## TASK PROMPT
Could you copy, word for word, only the lines from the one containing "mast. Return only the coordinates." through the last line of the records below, both included?

## DATASET EXTRACT
## begin

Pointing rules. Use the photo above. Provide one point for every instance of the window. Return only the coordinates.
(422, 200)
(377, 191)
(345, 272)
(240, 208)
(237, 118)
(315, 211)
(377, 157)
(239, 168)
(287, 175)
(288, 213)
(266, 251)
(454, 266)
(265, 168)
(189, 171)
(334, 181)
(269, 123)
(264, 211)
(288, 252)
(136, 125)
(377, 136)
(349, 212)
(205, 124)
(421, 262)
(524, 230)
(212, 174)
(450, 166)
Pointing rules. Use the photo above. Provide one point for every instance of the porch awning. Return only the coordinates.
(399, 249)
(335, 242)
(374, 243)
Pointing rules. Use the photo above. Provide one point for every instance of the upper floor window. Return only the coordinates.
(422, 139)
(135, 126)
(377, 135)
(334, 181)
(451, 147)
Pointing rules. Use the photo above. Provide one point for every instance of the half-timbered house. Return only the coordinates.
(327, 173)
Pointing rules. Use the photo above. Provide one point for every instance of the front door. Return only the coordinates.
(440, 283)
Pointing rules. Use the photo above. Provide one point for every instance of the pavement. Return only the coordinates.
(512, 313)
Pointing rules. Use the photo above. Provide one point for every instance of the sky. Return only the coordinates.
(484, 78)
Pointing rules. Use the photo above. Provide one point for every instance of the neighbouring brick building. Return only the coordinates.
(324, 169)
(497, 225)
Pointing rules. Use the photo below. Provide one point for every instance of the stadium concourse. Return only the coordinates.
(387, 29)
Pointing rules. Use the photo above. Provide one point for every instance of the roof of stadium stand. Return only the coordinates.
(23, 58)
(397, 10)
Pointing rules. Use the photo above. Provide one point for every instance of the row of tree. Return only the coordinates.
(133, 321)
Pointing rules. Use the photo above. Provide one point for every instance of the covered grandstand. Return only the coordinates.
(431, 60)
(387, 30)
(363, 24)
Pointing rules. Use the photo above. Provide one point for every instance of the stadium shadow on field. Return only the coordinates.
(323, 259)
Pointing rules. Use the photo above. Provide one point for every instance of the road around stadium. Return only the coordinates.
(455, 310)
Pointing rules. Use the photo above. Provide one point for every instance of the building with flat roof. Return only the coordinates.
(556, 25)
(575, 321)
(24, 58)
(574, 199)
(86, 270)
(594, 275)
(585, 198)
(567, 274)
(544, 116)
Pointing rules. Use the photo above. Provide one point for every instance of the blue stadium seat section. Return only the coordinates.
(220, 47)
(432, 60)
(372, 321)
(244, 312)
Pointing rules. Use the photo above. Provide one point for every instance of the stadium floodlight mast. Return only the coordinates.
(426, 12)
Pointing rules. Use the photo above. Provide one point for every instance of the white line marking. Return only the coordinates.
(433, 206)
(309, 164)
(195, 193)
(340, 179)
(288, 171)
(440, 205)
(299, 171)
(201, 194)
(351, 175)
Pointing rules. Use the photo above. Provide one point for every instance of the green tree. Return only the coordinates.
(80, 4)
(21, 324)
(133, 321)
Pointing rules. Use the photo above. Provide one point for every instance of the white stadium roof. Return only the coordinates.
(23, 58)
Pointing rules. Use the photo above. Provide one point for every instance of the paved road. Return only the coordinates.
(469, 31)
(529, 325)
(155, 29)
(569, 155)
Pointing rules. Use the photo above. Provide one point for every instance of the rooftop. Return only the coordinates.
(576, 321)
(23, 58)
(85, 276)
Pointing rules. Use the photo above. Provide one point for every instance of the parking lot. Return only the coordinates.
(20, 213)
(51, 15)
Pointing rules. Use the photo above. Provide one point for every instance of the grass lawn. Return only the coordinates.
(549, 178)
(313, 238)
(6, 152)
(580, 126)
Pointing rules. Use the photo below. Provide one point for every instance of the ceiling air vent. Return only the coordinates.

## end

## CORRECT ANSWER
Pointing rules. Use the photo above. Provide one point for every instance of the stadium floodlight mast. Return only the coordinates.
(426, 12)
Pointing rules. Use the photo above. Provide one point for every instance of the white line marking. Return only the coordinates.
(433, 206)
(309, 164)
(195, 193)
(340, 179)
(288, 171)
(440, 205)
(299, 171)
(201, 194)
(351, 175)
Pointing rules. Use the photo above. Provide one point for every instance of the green tree. Return only the coordinates.
(80, 4)
(21, 324)
(133, 321)
Pointing rules. Use the photo above. Provide one point for every instance of the white stadium roof. Return only the coordinates.
(23, 58)
Pointing rules. Use the photo above. Provide one point for every instance of the paved road. Return only the coordinates.
(469, 31)
(529, 325)
(155, 29)
(569, 155)
Pointing rules. Use the photo above. Provide one point for every instance of the rooftop. Return only the coordinates.
(576, 321)
(23, 58)
(85, 276)
Pointing rules. Use the photo above. Provide one point for every instance of the parking lot. Return only the coordinates.
(20, 213)
(51, 15)
Pointing rules. Use the photo above. Provide one point for every instance of the grass lawn. Return only the coordinates.
(549, 178)
(313, 238)
(6, 152)
(580, 126)
Pointing rules. Use the photo below. Provide one point for every instance of the ceiling air vent. Return only the coordinates.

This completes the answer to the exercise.